Answer these from the forum thread about disk spares:
1. Which Windows 10 update does it say has a feature that can report the "Lifecycle %" left on an SSD?
2. When the drive cannot swap out bad space, what does the controller do?
3. According to the thread, why do partition descriptor blocks rarely go bad?

● Selected text:

[START]

Posted on 08/04/2021 3:34:04 AM PDT by CptnObvious
The Dirty Ticking Time Bomb of Computing is About to Come Out!
The Disk Manufacturers all know it. The Operating System producers have all known it. But for decades the Dirty Ticking Time Bomb of Computing is about to come out.
It does not matter whether you are on a Laptop, Desktop, Smartphone or even a mainframe, the Ticking Time Bomb is on your system and you probably never knew it.
It is under the heading of SPARES. Specifically when your drive runs out of them.
And a couple of areas on your system disk. Sector 0. If sector 0 is bad, typically it's all over on the next boot. KAPOW!!
Your Smartphone is DEAD AND GONE. Your $1000 apple watch is Kaput. The Data on your PC system disk is GONE and not recoverable.
In a Nutshell, the Time Bomb is WHEN, NOT IF, YOU RUN OUT OF "SPARES" and the next SECTOR IS CRITICAL. KABOOM!!
It does not matter what type of disk it is. Whether it is a Hard Drive, Solid State Drive, or even the new NVMe Drives. THE TICKING TIME BOMB IS THERE.
For when the Spares are gone, God only knows what will happen.
And what the industry is praying for, is that you keep buying the new stuff so that the old stuff, which is wearing out, is gone in time before the TIME BOMBS start Going Off.
BUT THERE IS GOOD NEWS:
Much of the Solid State Drive industry has standardized the reporting of Spare Usage so that the operating systems can know before hand that the problem is approaching.
And the Operating System Vendors are getting ready to be able to watch out for the Time Bombs.
For instance, a Windows 10 major update 21H2, scheduled for the October/November 2021 time frame. Has a feature which can report the "Lifecycle %" left on an SSD. And I'm guessing they are referring to, is the Spares left on the Drive.
From there, it is only one step, to give a warning message "2% Lifecycle left on C:" or something like that.
Disk drives, in general, have been so good that few have experienced THE BOMB. And a Few folks have used RAID on their system volumes to protect themselves.
But this has been a silent killer, nobody wants to talk about. But is finally being addressed.
We need to do something pronto!
Bravo!
But but but I wrote so many interesting essays (at least to me) on my CompuServe account that are trapped in an old computer I can’t get started again. The humanity!
Looks like it hit your brain before it hit your hard drive.
Disk drive makers perform these tests; instead of maintaining a bad-block list, they would perform magic to swap in "good" blocks for the "bad" blocks, using the over-provision(spare blocks) space. This testing continues as the drive is written to, so that a grown bad spot is covered by swapping as needed.
When the drive is unable to swap out bad space, the controller returns an error to the file system driver software. Sane file systems then try (and sometimes fail) to recover the data, mark the bad block as allocated permanently, then try to save the hopefully recovered data to another place, adjusting file extent lists as appropriate.
As for the partition descriptor blocks, they are rarely written, so they rarely go bad. (Unless your drive fails so badly that it "spiral writes" through the on-disk partition table. If this happens, you have more problems than just a blown partition table.)

[END]

● Source material:
[START]

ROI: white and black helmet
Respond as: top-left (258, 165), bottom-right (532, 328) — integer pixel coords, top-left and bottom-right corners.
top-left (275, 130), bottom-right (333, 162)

[END]

● Answer:
1. Major update 21H2.
2. It returns an error to the file system driver software.
3. They are rarely written.